== Условие задания ==
Перепишите весь приведённый ниже листинг в виде нумерованного списка строк, пропустив пустые строки.

★ ★ ★ ★ ★ ★ ★

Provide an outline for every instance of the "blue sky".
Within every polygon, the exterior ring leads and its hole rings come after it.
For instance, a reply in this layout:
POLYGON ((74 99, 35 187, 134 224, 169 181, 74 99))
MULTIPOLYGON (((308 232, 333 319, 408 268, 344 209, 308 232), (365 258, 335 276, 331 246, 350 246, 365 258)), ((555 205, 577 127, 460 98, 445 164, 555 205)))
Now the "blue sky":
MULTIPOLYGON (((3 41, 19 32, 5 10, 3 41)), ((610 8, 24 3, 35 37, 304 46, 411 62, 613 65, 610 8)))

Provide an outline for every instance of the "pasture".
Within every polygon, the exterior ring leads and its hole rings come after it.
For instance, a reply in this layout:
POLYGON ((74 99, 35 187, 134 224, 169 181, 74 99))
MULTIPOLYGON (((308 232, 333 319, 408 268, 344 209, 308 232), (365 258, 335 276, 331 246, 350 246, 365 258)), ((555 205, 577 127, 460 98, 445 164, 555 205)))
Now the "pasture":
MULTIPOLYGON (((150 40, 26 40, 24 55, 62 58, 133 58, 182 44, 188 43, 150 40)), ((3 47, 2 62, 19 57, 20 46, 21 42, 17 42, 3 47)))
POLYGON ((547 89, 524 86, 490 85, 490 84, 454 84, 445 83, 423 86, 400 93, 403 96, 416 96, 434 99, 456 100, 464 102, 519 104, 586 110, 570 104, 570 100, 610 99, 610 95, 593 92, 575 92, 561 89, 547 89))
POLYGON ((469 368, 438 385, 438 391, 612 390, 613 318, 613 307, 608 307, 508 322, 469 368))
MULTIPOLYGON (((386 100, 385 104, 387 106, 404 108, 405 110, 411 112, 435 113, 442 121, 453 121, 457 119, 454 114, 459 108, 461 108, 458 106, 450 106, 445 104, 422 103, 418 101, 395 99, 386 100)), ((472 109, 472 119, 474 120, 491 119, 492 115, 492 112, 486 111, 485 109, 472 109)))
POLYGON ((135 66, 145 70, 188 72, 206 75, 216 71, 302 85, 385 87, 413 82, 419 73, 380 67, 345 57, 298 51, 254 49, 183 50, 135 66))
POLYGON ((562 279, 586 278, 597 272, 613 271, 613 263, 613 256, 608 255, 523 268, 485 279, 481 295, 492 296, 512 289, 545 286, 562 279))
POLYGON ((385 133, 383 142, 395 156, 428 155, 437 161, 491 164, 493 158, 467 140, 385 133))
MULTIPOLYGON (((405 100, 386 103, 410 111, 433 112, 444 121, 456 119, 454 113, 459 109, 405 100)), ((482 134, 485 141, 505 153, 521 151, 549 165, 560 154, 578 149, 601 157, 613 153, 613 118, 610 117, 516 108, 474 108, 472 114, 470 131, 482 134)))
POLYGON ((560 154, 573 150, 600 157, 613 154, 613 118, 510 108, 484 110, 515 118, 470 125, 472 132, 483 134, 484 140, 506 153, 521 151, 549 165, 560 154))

★ ★ ★ ★ ★ ★ ★

== Ответ ==
1. Provide an outline for every instance of the "blue sky".
2. Within every polygon, the exterior ring leads and its hole rings come after it.
3. For instance, a reply in this layout:
4. POLYGON ((74 99, 35 187, 134 224, 169 181, 74 99))
5. MULTIPOLYGON (((308 232, 333 319, 408 268, 344 209, 308 232), (365 258, 335 276, 331 246, 350 246, 365 258)), ((555 205, 577 127, 460 98, 445 164, 555 205)))
6. Now the "blue sky":
7. MULTIPOLYGON (((3 41, 19 32, 5 10, 3 41)), ((610 8, 24 3, 35 37, 304 46, 411 62, 613 65, 610 8)))
8. Provide an outline for every instance of the "pasture".
9. Within every polygon, the exterior ring leads and its hole rings come after it.
10. For instance, a reply in this layout:
11. POLYGON ((74 99, 35 187, 134 224, 169 181, 74 99))
12. MULTIPOLYGON (((308 232, 333 319, 408 268, 344 209, 308 232), (365 258, 335 276, 331 246, 350 246, 365 258)), ((555 205, 577 127, 460 98, 445 164, 555 205)))
13. Now the "pasture":
14. MULTIPOLYGON (((150 40, 26 40, 24 55, 62 58, 133 58, 182 44, 188 43, 150 40)), ((3 47, 2 62, 19 57, 20 46, 21 42, 17 42, 3 47)))
15. POLYGON ((547 89, 524 86, 490 85, 490 84, 454 84, 445 83, 423 86, 400 93, 403 96, 416 96, 434 99, 456 100, 464 102, 519 104, 586 110, 570 104, 570 100, 610 99, 610 95, 593 92, 575 92, 561 89, 547 89))
16. POLYGON ((469 368, 438 385, 438 391, 612 390, 613 318, 613 307, 608 307, 508 322, 469 368))
17. MULTIPOLYGON (((386 100, 385 104, 387 106, 404 108, 405 110, 411 112, 435 113, 442 121, 453 121, 457 119, 454 114, 459 108, 461 108, 458 106, 450 106, 445 104, 422 103, 418 101, 395 99, 386 100)), ((472 109, 472 119, 474 120, 491 119, 492 115, 492 112, 486 111, 485 109, 472 109)))
18. POLYGON ((135 66, 145 70, 188 72, 206 75, 216 71, 302 85, 385 87, 413 82, 419 73, 380 67, 345 57, 298 51, 254 49, 183 50, 135 66))
19. POLYGON ((562 279, 586 278, 597 272, 613 271, 613 263, 613 256, 608 255, 523 268, 485 279, 481 295, 492 296, 512 289, 545 286, 562 279))
20. POLYGON ((385 133, 383 142, 395 156, 428 155, 437 161, 491 164, 493 158, 467 140, 385 133))
21. MULTIPOLYGON (((405 100, 386 103, 410 111, 433 112, 444 121, 456 119, 454 113, 459 109, 405 100)), ((482 134, 485 141, 505 153, 521 151, 549 165, 560 154, 578 149, 601 157, 613 153, 613 118, 610 117, 516 108, 474 108, 472 114, 470 131, 482 134)))
22. POLYGON ((560 154, 573 150, 600 157, 613 154, 613 118, 510 108, 484 110, 515 118, 470 125, 472 132, 483 134, 484 140, 506 153, 521 151, 549 165, 560 154))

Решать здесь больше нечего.